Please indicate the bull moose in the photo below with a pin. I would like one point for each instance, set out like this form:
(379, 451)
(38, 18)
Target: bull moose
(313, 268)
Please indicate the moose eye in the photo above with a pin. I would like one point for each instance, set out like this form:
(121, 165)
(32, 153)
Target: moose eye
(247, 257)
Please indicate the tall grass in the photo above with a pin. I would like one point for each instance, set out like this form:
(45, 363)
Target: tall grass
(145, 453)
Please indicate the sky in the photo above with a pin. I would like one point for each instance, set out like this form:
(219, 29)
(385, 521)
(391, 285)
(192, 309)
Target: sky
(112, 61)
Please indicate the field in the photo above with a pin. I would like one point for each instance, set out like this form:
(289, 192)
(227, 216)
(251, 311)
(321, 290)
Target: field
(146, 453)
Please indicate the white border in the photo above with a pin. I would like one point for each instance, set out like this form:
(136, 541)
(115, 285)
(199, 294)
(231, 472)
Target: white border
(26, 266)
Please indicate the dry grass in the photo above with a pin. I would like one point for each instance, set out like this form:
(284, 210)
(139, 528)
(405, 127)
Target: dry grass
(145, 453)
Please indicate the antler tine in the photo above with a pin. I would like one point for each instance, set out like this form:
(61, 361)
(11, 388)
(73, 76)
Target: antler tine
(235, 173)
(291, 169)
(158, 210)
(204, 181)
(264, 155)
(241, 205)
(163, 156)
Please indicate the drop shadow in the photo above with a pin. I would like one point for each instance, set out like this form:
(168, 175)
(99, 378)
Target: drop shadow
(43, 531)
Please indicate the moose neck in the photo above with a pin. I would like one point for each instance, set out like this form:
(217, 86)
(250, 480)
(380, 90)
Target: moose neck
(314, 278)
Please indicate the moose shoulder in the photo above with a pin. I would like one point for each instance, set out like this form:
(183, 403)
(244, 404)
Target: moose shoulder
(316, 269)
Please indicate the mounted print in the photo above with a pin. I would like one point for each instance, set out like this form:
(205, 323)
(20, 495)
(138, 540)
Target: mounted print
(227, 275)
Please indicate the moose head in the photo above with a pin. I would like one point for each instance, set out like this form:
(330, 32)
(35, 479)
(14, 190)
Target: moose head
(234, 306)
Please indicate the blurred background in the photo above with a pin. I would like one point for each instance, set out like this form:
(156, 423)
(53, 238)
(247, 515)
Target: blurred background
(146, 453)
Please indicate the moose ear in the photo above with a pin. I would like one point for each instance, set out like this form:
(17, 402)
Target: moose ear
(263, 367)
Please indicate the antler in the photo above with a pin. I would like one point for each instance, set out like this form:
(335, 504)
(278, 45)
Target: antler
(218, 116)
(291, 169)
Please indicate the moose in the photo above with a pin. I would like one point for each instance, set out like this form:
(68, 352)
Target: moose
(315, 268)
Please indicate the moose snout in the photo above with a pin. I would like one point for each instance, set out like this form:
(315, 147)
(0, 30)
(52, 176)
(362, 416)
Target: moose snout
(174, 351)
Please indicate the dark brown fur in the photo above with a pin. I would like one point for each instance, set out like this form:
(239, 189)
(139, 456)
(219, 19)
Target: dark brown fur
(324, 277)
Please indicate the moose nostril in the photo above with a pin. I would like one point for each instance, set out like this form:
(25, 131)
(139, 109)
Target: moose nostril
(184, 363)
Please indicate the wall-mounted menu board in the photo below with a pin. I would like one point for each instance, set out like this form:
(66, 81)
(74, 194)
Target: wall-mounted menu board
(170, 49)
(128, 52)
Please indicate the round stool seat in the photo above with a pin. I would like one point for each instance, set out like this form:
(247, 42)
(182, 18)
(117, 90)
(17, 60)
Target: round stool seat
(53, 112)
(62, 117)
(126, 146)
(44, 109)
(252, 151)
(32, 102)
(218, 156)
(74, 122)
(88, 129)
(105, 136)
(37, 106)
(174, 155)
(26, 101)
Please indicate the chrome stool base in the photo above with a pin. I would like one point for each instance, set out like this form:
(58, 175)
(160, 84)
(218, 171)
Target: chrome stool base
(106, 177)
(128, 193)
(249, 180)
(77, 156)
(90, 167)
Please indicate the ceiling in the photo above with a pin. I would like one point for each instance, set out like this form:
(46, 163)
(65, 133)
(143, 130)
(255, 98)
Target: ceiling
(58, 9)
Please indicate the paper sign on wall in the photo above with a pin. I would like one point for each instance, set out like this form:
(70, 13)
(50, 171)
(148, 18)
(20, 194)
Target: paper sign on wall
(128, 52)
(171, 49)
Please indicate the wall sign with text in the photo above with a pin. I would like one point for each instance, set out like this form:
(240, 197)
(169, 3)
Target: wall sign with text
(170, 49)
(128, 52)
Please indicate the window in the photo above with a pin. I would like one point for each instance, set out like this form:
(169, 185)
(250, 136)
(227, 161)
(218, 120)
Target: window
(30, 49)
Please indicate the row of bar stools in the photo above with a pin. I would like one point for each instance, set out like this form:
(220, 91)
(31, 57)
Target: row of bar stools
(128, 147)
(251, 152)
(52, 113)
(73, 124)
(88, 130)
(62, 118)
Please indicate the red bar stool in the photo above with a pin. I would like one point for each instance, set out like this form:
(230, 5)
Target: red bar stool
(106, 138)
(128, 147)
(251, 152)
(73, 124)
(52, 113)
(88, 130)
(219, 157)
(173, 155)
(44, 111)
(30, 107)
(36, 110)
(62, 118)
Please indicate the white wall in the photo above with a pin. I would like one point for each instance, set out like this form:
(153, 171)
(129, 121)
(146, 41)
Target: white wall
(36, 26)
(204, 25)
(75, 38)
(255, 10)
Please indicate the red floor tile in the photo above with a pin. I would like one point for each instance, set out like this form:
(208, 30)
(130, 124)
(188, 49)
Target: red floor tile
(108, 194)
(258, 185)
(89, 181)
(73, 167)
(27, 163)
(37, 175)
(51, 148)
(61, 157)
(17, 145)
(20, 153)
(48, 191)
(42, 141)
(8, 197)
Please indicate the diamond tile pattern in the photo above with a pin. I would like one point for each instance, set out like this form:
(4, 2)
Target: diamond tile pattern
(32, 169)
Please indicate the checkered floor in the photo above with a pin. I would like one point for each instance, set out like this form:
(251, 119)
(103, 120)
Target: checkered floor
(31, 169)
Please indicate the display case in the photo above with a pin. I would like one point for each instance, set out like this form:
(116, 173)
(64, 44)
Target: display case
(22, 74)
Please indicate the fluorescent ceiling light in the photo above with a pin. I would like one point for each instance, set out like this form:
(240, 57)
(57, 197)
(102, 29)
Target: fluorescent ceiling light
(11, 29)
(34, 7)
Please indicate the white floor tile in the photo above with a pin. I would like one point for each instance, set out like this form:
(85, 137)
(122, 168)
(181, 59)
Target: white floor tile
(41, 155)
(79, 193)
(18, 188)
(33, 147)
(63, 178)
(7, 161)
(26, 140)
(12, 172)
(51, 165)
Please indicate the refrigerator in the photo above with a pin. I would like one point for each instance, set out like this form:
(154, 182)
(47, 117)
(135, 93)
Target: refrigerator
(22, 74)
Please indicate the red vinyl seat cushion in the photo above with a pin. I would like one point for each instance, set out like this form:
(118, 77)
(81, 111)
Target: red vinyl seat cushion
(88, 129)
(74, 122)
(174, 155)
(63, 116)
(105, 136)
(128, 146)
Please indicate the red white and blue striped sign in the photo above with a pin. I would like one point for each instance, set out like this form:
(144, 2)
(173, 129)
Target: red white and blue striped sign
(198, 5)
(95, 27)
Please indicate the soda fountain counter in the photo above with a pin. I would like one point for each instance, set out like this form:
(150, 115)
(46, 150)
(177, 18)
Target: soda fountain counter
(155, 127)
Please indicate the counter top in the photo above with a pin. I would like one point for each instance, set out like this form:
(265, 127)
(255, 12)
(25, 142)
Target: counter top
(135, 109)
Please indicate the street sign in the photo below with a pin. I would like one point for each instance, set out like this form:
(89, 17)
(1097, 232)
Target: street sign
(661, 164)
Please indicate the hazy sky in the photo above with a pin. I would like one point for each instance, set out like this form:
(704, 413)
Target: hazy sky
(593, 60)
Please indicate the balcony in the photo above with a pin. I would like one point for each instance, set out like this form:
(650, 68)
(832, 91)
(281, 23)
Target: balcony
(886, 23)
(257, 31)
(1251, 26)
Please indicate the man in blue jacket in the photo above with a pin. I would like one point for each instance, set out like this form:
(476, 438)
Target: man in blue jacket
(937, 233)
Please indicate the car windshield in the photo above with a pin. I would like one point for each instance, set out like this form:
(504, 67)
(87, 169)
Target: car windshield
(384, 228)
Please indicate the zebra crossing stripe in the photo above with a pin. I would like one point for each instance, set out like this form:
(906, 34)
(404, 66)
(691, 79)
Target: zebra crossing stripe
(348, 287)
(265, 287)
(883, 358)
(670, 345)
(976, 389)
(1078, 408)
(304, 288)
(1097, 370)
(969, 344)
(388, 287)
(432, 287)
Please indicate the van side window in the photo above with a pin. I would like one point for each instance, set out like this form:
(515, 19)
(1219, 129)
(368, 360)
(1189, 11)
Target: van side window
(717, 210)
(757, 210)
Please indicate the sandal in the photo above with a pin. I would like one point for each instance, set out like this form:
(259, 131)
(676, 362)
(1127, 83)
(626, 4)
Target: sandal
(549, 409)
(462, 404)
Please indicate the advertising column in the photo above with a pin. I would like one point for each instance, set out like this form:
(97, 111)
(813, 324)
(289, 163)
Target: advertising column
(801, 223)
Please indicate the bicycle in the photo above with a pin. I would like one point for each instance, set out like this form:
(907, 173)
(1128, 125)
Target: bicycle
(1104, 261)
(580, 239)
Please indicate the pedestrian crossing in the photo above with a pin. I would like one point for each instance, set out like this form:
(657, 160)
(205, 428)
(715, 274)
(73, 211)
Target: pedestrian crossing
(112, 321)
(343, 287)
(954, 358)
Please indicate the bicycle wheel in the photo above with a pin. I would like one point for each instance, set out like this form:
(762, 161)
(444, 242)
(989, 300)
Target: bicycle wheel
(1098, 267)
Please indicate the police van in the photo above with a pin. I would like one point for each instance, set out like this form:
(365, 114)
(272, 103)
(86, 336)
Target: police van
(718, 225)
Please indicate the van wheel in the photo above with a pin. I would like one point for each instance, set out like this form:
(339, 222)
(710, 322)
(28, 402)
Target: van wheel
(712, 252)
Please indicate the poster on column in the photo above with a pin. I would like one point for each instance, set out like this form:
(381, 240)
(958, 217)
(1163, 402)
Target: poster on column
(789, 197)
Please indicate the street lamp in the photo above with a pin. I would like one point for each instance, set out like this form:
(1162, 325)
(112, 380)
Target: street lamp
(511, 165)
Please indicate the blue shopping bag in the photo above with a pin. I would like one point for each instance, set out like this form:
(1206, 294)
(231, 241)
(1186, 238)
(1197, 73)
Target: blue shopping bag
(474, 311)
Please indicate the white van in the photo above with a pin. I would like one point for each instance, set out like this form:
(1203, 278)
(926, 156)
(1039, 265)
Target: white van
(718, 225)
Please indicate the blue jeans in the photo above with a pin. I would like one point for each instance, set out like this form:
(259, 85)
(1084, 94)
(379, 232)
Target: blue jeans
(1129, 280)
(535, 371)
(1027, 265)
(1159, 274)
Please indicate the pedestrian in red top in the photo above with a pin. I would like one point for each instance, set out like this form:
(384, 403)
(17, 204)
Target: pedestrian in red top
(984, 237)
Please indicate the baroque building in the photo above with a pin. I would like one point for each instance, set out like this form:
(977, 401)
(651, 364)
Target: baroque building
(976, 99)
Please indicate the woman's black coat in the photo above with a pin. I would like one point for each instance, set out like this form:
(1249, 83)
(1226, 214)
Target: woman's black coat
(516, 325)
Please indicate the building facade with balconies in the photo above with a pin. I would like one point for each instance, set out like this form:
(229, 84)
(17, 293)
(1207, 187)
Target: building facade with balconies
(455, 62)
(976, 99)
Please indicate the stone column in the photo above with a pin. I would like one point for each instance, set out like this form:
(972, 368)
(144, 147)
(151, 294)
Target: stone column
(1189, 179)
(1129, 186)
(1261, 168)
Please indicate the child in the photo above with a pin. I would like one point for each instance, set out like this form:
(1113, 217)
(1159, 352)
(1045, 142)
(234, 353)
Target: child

************

- EXERCISE GOAL -
From the entries, give the number of lines where the string "child" is found, and nothing else.

- RESULT OF THIS EXERCISE -
2